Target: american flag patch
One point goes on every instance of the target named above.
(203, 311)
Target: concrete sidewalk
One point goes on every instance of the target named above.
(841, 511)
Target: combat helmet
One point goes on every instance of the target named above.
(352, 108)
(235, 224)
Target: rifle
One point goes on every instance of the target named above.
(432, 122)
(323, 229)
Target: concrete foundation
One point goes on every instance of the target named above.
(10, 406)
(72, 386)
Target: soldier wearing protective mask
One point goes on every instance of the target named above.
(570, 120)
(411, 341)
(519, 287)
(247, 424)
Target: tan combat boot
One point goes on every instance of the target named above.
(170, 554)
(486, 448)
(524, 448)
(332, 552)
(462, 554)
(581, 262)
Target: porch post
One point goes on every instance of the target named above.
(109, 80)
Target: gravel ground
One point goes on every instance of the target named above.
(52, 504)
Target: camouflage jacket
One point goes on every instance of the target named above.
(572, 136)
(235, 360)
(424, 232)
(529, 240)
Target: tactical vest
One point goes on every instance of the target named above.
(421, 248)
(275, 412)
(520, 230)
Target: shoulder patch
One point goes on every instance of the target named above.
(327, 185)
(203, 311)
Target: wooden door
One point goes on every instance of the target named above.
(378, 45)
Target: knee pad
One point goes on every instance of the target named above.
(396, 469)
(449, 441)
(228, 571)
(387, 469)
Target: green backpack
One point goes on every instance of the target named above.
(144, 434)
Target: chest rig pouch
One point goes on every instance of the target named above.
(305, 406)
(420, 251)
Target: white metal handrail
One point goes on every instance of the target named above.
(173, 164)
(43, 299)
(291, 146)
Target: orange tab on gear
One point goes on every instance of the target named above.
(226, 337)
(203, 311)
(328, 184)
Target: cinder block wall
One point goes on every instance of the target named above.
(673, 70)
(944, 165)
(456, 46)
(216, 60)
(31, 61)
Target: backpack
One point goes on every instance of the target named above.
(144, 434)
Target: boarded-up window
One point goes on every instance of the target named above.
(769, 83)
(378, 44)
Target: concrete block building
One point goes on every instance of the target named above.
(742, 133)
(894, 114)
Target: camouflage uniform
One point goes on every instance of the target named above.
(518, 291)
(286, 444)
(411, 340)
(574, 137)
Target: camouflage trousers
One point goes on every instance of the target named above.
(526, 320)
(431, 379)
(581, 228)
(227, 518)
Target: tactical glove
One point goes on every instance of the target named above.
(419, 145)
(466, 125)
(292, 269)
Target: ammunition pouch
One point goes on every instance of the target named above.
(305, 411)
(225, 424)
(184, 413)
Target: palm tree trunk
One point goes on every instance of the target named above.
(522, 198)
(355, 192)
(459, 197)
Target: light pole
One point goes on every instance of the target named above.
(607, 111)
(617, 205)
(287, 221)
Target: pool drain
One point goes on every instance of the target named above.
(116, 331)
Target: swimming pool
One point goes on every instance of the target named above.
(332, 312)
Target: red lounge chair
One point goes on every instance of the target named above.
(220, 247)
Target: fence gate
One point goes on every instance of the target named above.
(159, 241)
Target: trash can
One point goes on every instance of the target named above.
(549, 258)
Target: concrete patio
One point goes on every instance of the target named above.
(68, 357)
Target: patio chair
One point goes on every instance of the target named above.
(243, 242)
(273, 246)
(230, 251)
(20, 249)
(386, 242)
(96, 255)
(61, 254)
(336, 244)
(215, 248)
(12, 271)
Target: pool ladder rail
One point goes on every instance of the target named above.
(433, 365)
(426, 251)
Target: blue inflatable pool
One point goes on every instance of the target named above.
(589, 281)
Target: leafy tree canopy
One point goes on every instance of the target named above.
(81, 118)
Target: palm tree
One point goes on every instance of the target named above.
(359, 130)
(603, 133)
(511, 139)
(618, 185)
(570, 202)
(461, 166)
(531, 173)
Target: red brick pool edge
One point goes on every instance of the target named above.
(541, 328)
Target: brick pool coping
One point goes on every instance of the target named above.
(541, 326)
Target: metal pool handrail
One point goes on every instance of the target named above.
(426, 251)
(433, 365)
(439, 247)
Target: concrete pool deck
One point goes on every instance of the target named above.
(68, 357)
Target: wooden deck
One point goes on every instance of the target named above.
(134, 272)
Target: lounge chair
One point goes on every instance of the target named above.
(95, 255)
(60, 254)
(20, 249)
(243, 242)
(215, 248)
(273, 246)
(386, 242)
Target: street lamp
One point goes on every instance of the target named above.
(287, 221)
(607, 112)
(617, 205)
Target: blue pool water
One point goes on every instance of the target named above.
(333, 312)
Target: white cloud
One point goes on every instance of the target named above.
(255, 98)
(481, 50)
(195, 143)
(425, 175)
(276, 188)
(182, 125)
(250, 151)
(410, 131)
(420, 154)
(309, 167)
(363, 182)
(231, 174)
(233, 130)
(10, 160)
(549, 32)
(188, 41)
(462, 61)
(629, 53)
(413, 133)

— What you need to do —
Restate word for word the lines from the one holding "Target: concrete pool deck" to the end of the listing, both ends included, and nothing more.

— Finished task —
Target: concrete pool deck
One point goes on every instance of the target named above.
(68, 357)
Target: wooden deck
One point goes on every instance of the target named above.
(134, 272)
Target: lounge chair
One point goes on every instance of the target named above.
(95, 255)
(60, 254)
(20, 249)
(243, 242)
(215, 248)
(273, 246)
(386, 242)
Target: street lamp
One point goes on every instance of the target named above.
(287, 221)
(607, 112)
(617, 205)
Target: blue pool water
One point goes on every instance of the target named above.
(333, 312)
Target: white cloud
One point goes on every instance of the target named above.
(255, 98)
(481, 50)
(195, 143)
(425, 175)
(276, 188)
(182, 125)
(250, 151)
(410, 131)
(420, 154)
(309, 167)
(363, 182)
(231, 174)
(233, 130)
(10, 160)
(549, 32)
(188, 41)
(462, 61)
(629, 53)
(413, 133)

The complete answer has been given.